▶ _Problem statement_: Please rewrite all the rows below as a JSON list of strings, with one string per line and blank lines skipped. Leave the pictures out of your answer.

Image boundary labeling items:
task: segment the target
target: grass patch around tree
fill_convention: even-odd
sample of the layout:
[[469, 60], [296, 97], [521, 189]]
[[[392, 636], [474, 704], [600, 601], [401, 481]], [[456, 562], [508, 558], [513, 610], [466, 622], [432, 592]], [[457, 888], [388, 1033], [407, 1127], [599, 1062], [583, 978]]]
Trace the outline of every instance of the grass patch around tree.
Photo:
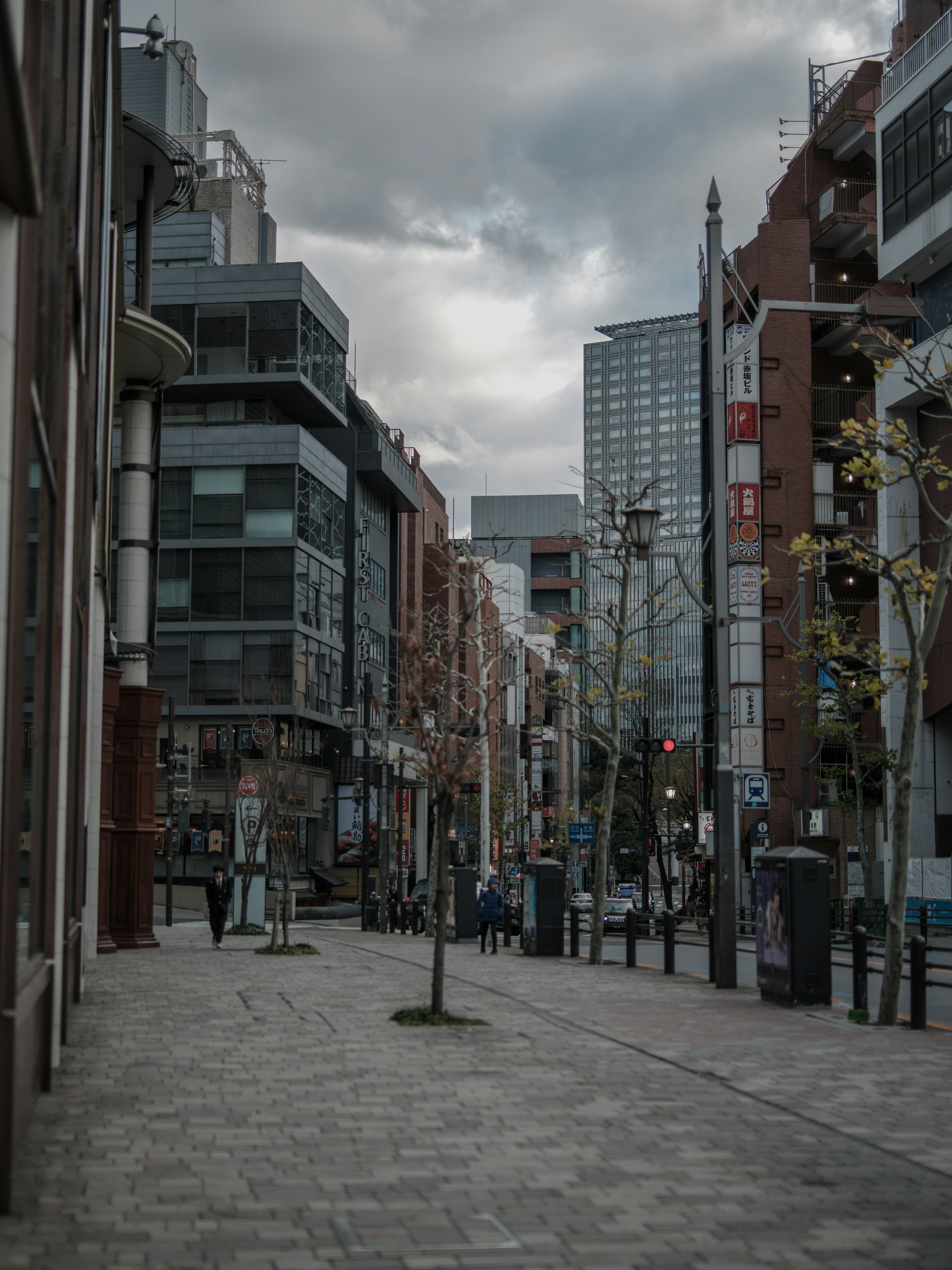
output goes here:
[[272, 947], [270, 944], [265, 944], [261, 949], [255, 949], [255, 952], [260, 952], [263, 956], [320, 956], [321, 954], [314, 946], [314, 944], [288, 944], [287, 947], [283, 944], [278, 944], [277, 947]]
[[489, 1027], [484, 1019], [465, 1019], [448, 1011], [434, 1015], [429, 1006], [407, 1006], [390, 1017], [401, 1027]]

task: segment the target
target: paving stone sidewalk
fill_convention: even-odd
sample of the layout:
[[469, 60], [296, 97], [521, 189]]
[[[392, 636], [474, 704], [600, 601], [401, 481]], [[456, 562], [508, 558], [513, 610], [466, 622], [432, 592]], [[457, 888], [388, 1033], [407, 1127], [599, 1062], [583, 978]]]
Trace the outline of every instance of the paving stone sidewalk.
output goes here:
[[952, 1036], [685, 975], [298, 930], [91, 969], [0, 1267], [952, 1264]]

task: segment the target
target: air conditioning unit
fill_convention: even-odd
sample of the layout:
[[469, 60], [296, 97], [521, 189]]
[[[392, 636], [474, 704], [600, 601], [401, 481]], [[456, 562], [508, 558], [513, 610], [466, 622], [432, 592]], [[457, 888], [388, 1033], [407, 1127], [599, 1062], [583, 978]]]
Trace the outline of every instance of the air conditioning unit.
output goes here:
[[838, 798], [836, 781], [817, 782], [817, 801], [820, 806], [835, 806], [836, 798]]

▶ _Complete response_:
[
  "task: segment the target",
  "target: grass patch around tree",
  "fill_convention: even-odd",
  "sample of the layout:",
  "[[469, 60], [296, 97], [521, 189]]",
  "[[[392, 636], [474, 704], [600, 601], [401, 481]], [[456, 562], [508, 558], [513, 610], [466, 622], [432, 592]], [[457, 888], [388, 1033], [407, 1127], [599, 1062], [583, 978]]]",
  "Trace the outline of every instance of the grass patch around tree.",
  "Photo:",
  "output goes here:",
  "[[272, 947], [270, 944], [265, 944], [261, 949], [255, 949], [255, 952], [260, 952], [263, 956], [320, 956], [321, 954], [314, 946], [314, 944], [288, 944], [287, 947], [283, 944], [278, 944], [277, 947]]",
  "[[489, 1027], [484, 1019], [465, 1019], [448, 1011], [434, 1015], [429, 1006], [407, 1006], [390, 1017], [401, 1027]]",
  "task: segment the target",
  "target: paving stone sidewalk",
  "fill_convention: even-odd",
  "sample of the layout:",
  "[[469, 60], [296, 97], [521, 189]]",
  "[[[392, 636], [474, 704], [600, 601], [401, 481]], [[456, 562], [508, 558], [513, 610], [466, 622], [432, 592]], [[457, 888], [388, 1033], [407, 1127], [599, 1062], [583, 978]]]",
  "Trace the outline of every instance of the paving stone sidewalk.",
  "output goes here:",
  "[[952, 1036], [685, 975], [298, 930], [91, 969], [0, 1267], [952, 1264]]",
  "task: segment the target",
  "target: air conditioning unit",
  "fill_convention: even-odd",
  "sample of the layout:",
  "[[469, 60], [296, 97], [521, 189]]",
  "[[[392, 636], [474, 704], [600, 601], [401, 481]], [[456, 562], [508, 558], [513, 610], [466, 622], [432, 592]], [[457, 888], [388, 1033], [407, 1127], [599, 1062], [583, 978]]]",
  "Trace the outline of every instance of the air conditioning unit.",
  "output goes here:",
  "[[838, 798], [836, 781], [817, 782], [817, 801], [820, 806], [835, 806], [836, 798]]"
]